WHAT IS REQUIRED – In the data below, locate each line with the word "sandy" and list it.

[Region pointing data]
..............................

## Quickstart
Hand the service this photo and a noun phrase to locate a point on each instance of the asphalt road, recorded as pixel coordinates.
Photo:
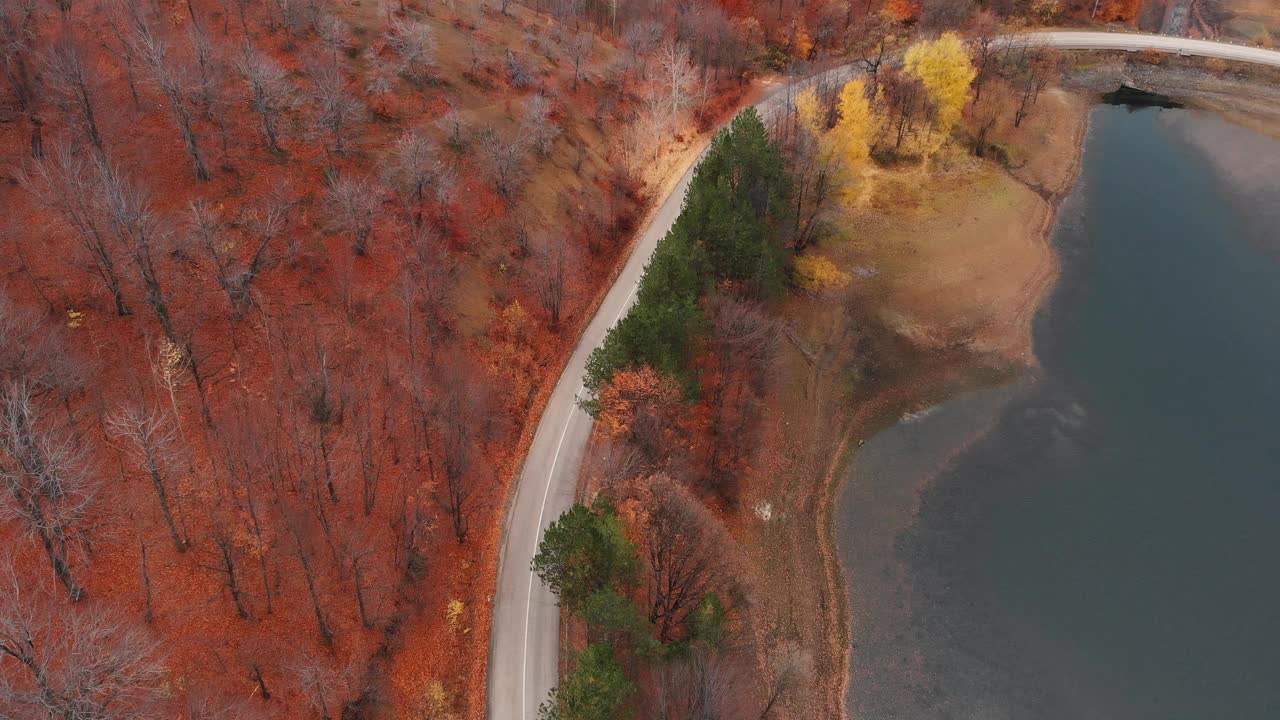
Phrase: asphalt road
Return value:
(524, 654)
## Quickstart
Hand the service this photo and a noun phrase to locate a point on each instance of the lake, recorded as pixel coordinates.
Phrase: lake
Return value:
(1098, 540)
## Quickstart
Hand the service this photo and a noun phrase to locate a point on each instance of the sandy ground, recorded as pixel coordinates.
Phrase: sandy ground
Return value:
(1246, 95)
(1251, 21)
(949, 267)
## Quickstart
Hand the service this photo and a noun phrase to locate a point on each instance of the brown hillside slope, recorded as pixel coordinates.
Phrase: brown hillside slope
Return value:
(310, 529)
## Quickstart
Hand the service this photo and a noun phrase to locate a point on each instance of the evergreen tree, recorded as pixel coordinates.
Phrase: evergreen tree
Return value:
(585, 551)
(597, 688)
(730, 231)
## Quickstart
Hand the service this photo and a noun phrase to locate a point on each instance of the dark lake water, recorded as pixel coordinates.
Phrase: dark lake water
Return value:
(1102, 540)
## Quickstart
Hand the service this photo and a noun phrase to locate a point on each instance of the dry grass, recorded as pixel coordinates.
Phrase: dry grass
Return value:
(947, 267)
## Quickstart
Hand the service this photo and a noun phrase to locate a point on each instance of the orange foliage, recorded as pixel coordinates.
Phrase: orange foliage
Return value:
(634, 391)
(903, 10)
(1120, 10)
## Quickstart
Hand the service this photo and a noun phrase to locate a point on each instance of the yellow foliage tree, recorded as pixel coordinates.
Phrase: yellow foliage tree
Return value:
(849, 141)
(945, 69)
(817, 272)
(809, 110)
(856, 124)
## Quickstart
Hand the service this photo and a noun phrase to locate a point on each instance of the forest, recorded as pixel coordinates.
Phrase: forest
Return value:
(287, 283)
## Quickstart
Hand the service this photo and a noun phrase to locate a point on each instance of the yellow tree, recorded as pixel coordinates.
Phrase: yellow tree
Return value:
(827, 162)
(856, 124)
(946, 72)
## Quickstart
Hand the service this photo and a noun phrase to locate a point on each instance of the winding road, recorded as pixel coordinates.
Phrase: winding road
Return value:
(524, 654)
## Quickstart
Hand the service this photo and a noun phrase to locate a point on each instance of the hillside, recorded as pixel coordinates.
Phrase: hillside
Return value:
(284, 286)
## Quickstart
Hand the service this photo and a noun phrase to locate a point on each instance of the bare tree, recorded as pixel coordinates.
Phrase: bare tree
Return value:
(174, 80)
(986, 32)
(296, 528)
(336, 108)
(455, 127)
(60, 661)
(643, 37)
(73, 86)
(536, 124)
(64, 182)
(414, 44)
(466, 420)
(146, 240)
(411, 171)
(579, 48)
(17, 39)
(227, 557)
(549, 259)
(150, 437)
(214, 236)
(876, 41)
(324, 687)
(689, 555)
(333, 35)
(45, 473)
(503, 162)
(352, 203)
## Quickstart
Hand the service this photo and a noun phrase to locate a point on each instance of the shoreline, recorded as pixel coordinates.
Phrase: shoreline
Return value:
(873, 418)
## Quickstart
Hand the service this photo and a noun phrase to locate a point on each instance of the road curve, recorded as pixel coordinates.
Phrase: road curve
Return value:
(1087, 40)
(524, 646)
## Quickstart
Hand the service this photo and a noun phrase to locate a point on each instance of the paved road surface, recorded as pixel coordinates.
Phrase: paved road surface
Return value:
(525, 642)
(1080, 40)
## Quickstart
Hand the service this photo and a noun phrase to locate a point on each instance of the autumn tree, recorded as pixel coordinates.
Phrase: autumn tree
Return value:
(503, 159)
(585, 551)
(324, 686)
(946, 72)
(643, 37)
(352, 203)
(334, 109)
(904, 99)
(17, 44)
(639, 404)
(150, 437)
(876, 40)
(414, 44)
(272, 94)
(62, 661)
(412, 169)
(986, 33)
(538, 126)
(688, 554)
(466, 420)
(597, 688)
(824, 162)
(173, 76)
(577, 49)
(64, 182)
(551, 258)
(74, 87)
(45, 472)
(261, 226)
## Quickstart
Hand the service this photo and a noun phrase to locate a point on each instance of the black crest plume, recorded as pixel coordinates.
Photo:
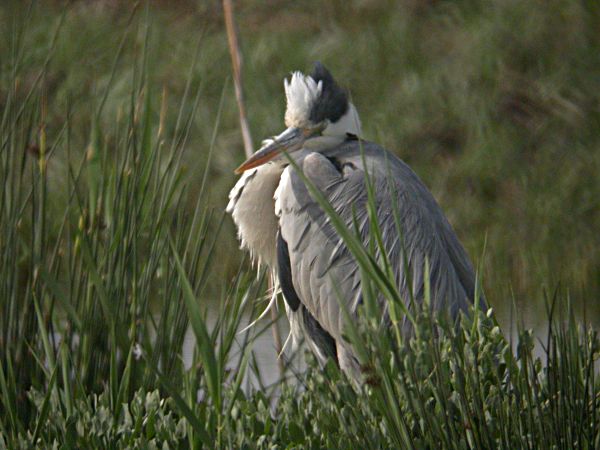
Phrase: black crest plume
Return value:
(333, 102)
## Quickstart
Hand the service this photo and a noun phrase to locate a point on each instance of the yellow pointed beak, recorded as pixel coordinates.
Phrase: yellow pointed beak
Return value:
(290, 140)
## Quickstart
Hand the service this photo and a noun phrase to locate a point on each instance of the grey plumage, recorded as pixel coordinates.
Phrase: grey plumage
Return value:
(314, 267)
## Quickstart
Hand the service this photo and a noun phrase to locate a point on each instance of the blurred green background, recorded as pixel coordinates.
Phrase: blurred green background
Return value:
(495, 105)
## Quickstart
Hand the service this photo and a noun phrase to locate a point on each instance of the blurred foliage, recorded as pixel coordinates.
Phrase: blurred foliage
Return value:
(119, 133)
(494, 104)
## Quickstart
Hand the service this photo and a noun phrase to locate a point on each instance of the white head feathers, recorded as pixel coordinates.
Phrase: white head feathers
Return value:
(301, 92)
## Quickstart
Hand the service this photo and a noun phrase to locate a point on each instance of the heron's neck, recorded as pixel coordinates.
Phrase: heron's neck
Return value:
(336, 132)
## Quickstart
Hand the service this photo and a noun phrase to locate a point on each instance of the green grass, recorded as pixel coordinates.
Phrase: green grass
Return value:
(118, 134)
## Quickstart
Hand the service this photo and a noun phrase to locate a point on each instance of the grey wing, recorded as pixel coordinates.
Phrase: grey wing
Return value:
(323, 270)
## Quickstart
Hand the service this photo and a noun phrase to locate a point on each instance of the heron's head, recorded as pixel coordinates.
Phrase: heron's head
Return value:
(319, 116)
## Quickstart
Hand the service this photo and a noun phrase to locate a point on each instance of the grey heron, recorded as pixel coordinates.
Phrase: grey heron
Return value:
(284, 227)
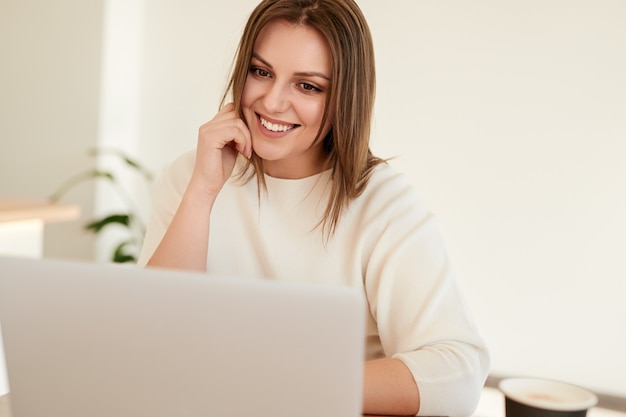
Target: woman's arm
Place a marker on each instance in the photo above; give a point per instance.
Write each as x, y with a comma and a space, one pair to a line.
185, 242
389, 388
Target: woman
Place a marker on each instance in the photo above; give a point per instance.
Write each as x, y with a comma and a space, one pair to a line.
283, 186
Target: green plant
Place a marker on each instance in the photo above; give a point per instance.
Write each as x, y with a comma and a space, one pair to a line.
128, 249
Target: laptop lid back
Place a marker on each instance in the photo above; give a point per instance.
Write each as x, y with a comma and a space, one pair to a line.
107, 340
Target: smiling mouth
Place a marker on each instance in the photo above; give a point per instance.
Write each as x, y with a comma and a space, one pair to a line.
276, 127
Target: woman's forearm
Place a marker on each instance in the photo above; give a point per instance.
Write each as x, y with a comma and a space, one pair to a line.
185, 243
389, 388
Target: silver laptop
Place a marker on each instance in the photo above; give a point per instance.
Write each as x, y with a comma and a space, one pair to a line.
105, 340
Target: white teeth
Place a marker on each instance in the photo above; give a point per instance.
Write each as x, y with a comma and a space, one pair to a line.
274, 127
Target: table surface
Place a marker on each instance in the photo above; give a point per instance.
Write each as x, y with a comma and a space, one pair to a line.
12, 210
491, 405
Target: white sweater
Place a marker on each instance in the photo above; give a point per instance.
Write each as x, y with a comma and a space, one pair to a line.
386, 243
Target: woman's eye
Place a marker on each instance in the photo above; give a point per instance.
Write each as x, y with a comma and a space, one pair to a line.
260, 72
309, 87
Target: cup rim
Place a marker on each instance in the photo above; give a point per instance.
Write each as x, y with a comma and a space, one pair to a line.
576, 398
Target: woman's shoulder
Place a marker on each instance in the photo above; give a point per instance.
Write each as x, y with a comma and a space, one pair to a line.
391, 190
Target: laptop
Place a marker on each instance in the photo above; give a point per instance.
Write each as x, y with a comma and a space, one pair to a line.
102, 340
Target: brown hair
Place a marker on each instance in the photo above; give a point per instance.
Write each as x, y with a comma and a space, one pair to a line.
350, 98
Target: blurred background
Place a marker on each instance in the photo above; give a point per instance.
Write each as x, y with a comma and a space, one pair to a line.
508, 116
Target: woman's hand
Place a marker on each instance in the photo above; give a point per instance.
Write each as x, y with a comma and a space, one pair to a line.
219, 141
185, 243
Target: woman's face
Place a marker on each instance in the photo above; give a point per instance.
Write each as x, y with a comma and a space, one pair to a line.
284, 98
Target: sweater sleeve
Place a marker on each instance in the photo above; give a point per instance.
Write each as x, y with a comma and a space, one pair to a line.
422, 317
165, 200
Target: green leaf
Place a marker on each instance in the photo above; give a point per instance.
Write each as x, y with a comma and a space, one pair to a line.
121, 255
97, 225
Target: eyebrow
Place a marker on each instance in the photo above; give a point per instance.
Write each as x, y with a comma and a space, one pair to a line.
300, 74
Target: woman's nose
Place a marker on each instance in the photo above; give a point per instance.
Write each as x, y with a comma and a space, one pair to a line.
276, 99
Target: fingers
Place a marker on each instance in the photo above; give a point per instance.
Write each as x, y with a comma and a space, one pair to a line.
227, 128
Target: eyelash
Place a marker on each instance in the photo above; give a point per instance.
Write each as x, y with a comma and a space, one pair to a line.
306, 87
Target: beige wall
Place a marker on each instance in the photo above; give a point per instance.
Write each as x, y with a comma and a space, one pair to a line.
507, 115
49, 101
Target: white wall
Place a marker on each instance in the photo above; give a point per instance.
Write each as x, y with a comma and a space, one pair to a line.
509, 118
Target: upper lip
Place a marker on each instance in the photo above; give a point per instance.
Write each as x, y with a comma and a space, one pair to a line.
277, 122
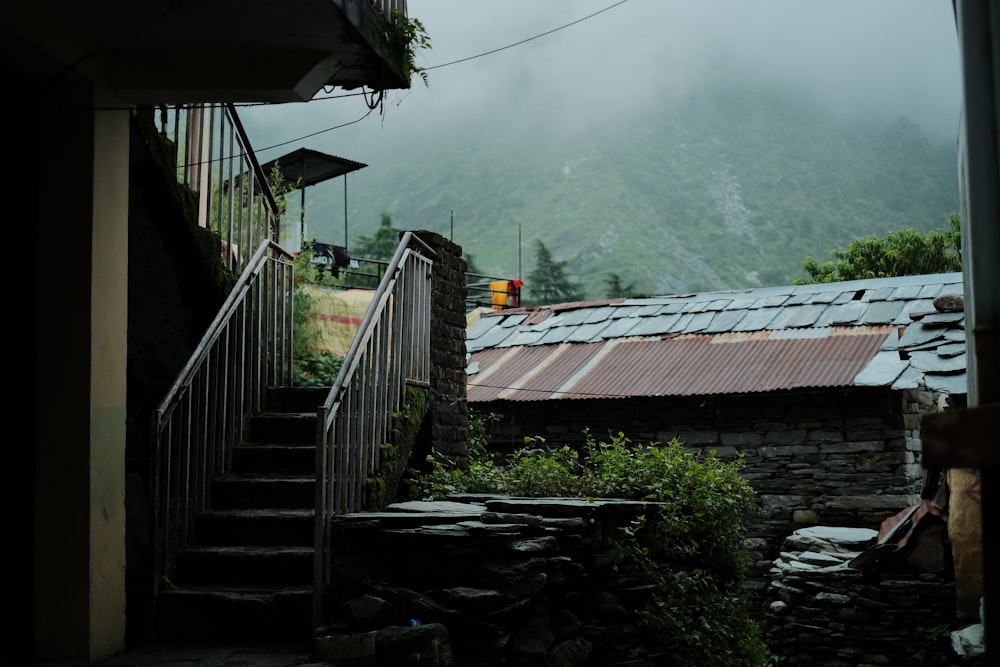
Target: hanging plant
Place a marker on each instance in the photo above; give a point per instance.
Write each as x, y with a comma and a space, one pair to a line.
407, 35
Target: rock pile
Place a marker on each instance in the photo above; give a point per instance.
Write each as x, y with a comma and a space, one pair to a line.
828, 608
499, 582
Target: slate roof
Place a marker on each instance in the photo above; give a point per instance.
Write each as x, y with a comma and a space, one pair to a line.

..............................

RESPONSE –
Hand the service this photo and a noun phrase to locate a point on each instance of the sandy ground, recorded as pixel coordinates.
Phrase: sandy ground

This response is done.